» **BRIEF**:
Please find each line below that contains the string "white", treating uppercase and lowercase as different, and copy those lines in full.

» **LISTED RECORDS**:
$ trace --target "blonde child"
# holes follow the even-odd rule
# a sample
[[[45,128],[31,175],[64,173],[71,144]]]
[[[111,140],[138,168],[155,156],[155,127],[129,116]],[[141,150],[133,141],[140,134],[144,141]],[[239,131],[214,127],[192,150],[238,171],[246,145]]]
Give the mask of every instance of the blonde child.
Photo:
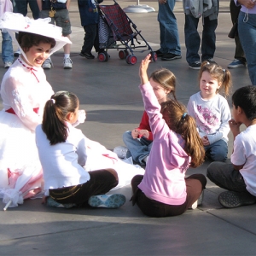
[[[119,183],[111,168],[86,172],[86,137],[73,126],[79,101],[67,91],[56,92],[44,107],[43,123],[36,128],[36,143],[43,167],[46,197],[51,207],[83,206],[117,208],[125,202],[120,194],[103,195]]]
[[[214,161],[225,161],[228,154],[228,134],[231,118],[227,100],[231,75],[229,70],[214,62],[204,61],[199,72],[200,91],[192,95],[188,113],[195,119],[206,155]]]
[[[170,70],[166,68],[156,70],[150,75],[149,79],[151,79],[151,85],[160,104],[170,98],[177,100],[176,77]],[[172,97],[170,97],[171,94]],[[134,161],[141,165],[147,164],[152,147],[153,135],[146,111],[143,112],[139,126],[123,134],[123,141],[127,148],[116,147],[113,150],[119,157],[126,158],[131,155]]]
[[[183,104],[175,100],[159,103],[151,84],[154,81],[148,81],[147,75],[149,62],[148,55],[140,66],[139,87],[154,141],[144,176],[131,180],[132,202],[151,217],[175,216],[190,207],[206,186],[202,174],[185,178],[189,166],[203,162],[204,148],[195,119]]]

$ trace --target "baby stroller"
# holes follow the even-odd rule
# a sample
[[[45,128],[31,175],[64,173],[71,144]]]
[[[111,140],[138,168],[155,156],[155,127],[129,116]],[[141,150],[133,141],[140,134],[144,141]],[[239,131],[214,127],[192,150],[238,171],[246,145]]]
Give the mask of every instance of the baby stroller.
[[[110,57],[108,49],[117,49],[119,57],[125,59],[128,64],[137,63],[137,57],[134,55],[134,49],[145,48],[151,53],[152,61],[157,60],[156,54],[153,51],[150,45],[141,35],[141,31],[137,30],[137,26],[126,15],[120,6],[113,0],[113,5],[97,5],[99,9],[99,47],[104,49],[98,55],[101,62],[108,61]],[[131,29],[131,26],[133,30]],[[144,41],[143,45],[137,40],[137,36]],[[119,41],[121,44],[117,44]],[[134,44],[137,42],[137,45]],[[119,50],[122,49],[121,50]]]

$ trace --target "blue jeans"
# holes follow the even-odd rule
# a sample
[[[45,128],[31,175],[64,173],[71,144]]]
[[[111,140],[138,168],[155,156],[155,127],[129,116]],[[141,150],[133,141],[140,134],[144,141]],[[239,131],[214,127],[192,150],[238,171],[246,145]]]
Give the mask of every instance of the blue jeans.
[[[187,48],[186,60],[189,64],[195,61],[200,61],[198,54],[201,38],[197,31],[200,19],[192,15],[185,15],[185,44]],[[215,30],[218,26],[218,20],[209,20],[209,17],[204,18],[203,31],[201,39],[201,61],[212,59],[215,53],[216,34]]]
[[[131,131],[127,131],[123,134],[123,141],[129,149],[133,160],[143,165],[145,164],[143,162],[143,160],[149,154],[152,148],[152,142],[145,137],[134,139],[131,137]]]
[[[20,13],[23,16],[27,15],[27,3],[32,13],[34,20],[39,18],[39,8],[37,0],[15,0],[15,4],[14,5],[14,13]]]
[[[252,84],[256,85],[256,15],[248,14],[247,20],[245,20],[245,13],[240,12],[238,16],[239,38],[247,61]]]
[[[160,24],[160,49],[163,53],[181,55],[177,20],[173,14],[175,0],[159,3],[158,21]]]
[[[228,143],[224,140],[218,140],[214,143],[205,146],[206,154],[213,161],[224,162],[228,155]]]
[[[8,32],[2,32],[2,60],[3,63],[14,61],[12,38]]]

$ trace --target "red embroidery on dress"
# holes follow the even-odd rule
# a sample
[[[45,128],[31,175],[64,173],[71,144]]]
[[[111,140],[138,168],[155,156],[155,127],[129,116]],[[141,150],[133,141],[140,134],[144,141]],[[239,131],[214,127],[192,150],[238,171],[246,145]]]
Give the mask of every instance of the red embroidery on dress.
[[[31,73],[32,74],[34,75],[34,77],[36,78],[36,79],[37,79],[38,82],[39,83],[39,80],[38,80],[38,79],[37,78],[37,75],[34,73],[34,71],[38,71],[38,70],[36,70],[36,69],[34,69],[34,68],[32,68],[32,67],[30,67],[26,66],[26,65],[20,61],[20,59],[18,59],[18,61],[20,61],[20,63],[23,67],[25,67],[26,69],[29,69],[29,70],[30,70],[30,73]]]

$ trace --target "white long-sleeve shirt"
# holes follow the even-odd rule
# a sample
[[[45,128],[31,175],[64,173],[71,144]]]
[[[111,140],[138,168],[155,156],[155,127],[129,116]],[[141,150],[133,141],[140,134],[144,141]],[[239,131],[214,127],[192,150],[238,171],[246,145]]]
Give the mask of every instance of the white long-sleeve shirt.
[[[68,136],[65,143],[50,145],[42,125],[36,128],[36,143],[43,167],[44,189],[75,186],[90,180],[85,165],[86,138],[81,130],[67,123]],[[46,195],[47,195],[46,190]]]
[[[217,94],[210,100],[204,100],[199,91],[190,96],[187,108],[189,114],[195,119],[201,137],[207,135],[210,144],[220,139],[229,141],[231,113],[228,102],[223,96]]]

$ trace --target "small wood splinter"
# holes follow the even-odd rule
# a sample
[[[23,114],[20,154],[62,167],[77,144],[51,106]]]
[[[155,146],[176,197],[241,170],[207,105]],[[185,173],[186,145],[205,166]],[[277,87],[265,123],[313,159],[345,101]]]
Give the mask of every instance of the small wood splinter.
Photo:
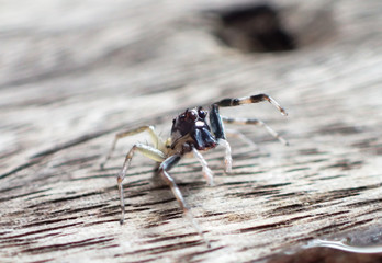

» **EXPECTED ANSWER**:
$ trace --target "white long-sleeve shirt"
Give the mask of every instance of the white long-sleeve shirt.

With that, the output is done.